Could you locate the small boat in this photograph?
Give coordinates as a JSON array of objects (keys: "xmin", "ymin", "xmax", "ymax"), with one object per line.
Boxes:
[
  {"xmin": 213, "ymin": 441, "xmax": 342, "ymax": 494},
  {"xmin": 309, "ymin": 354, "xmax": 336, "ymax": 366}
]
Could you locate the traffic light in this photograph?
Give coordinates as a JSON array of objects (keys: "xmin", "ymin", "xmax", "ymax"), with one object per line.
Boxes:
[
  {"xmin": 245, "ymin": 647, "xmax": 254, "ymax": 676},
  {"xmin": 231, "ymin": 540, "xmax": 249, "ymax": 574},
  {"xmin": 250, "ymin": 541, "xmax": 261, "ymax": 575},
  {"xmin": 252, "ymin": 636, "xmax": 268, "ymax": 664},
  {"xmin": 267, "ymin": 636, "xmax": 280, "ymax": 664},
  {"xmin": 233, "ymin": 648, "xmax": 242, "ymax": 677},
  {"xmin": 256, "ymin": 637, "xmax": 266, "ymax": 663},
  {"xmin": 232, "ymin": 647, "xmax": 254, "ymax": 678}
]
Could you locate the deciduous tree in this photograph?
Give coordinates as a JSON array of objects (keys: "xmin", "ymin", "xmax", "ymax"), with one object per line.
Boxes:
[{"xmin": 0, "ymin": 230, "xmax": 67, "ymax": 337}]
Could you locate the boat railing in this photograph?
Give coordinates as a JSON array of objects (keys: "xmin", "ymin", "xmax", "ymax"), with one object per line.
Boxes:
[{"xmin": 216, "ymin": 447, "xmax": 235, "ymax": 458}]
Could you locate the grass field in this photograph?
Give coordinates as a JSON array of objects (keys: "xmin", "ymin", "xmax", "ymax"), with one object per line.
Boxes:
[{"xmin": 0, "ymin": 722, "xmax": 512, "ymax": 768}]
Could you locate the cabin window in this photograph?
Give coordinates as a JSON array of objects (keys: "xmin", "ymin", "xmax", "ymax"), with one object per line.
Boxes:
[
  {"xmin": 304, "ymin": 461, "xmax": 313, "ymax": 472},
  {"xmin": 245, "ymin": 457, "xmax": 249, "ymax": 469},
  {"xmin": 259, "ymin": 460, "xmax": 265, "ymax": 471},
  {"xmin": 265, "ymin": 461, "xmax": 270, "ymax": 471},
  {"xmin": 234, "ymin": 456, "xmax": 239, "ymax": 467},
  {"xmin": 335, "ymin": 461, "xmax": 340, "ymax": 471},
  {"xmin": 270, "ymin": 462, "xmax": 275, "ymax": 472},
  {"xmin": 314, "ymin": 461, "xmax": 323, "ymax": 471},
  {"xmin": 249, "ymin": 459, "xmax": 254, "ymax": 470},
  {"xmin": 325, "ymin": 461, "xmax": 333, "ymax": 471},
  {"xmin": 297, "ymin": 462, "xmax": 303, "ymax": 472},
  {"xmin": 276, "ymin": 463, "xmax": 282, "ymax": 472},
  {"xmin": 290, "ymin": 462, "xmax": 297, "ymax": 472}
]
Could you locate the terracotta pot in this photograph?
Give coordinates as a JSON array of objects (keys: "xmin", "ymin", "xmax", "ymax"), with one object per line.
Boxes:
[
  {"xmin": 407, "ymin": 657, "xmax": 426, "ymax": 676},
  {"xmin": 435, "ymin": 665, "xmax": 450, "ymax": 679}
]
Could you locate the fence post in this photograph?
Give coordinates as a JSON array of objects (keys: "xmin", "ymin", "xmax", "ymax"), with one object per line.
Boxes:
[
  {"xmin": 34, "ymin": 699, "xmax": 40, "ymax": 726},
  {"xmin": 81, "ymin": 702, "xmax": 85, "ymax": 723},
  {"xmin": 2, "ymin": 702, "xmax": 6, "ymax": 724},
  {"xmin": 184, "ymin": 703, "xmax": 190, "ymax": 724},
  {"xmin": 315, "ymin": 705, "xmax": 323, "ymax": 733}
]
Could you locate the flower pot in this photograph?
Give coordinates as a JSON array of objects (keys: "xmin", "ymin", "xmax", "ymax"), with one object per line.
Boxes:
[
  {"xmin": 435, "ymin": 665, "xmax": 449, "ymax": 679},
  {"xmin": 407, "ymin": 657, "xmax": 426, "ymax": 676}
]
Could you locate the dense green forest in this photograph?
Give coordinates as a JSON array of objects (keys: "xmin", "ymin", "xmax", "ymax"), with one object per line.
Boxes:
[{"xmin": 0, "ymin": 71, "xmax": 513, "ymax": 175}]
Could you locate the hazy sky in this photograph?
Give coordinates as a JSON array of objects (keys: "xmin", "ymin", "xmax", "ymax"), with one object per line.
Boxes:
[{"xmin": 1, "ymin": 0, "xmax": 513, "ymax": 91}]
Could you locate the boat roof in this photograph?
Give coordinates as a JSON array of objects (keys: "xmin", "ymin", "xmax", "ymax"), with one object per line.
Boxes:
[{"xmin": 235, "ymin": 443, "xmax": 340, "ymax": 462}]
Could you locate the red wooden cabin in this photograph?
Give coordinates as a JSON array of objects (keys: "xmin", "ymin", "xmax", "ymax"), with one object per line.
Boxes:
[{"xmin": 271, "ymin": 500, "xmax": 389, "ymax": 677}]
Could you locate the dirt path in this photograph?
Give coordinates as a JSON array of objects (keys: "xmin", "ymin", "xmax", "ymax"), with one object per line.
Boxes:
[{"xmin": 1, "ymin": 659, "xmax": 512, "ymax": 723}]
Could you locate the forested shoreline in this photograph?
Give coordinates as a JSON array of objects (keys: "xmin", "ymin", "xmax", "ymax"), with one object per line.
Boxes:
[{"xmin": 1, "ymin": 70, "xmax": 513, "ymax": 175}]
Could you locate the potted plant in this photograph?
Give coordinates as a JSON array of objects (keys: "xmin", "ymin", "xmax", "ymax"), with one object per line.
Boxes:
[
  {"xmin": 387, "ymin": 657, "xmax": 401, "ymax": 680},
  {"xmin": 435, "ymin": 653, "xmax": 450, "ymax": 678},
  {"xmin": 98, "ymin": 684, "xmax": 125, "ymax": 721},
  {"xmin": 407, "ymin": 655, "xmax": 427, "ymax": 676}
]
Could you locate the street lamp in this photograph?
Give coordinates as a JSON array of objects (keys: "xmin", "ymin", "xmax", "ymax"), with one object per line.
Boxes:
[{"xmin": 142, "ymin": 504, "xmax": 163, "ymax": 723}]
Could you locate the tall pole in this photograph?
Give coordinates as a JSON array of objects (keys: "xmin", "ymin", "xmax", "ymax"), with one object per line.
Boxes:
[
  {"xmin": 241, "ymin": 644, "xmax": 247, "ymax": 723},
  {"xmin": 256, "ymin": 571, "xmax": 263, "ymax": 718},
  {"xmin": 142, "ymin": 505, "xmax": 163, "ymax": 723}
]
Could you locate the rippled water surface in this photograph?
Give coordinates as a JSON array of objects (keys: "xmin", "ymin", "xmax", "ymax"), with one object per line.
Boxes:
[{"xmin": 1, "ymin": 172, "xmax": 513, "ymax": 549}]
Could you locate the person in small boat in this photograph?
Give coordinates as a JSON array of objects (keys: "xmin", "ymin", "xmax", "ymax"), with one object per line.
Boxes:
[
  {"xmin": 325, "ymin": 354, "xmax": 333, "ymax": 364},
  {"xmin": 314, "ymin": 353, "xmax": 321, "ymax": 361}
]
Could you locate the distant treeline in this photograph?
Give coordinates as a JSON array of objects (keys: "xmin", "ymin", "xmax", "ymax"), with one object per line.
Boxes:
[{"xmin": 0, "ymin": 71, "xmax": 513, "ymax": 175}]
---+---
◆ TRY IT ◆
Could you copy each line from the listing that has the word "cabin" in it?

◆ WRITTEN ANSWER ◆
Could you locate the cabin window in this photograph?
Could you locate the red wooden cabin in this photograph?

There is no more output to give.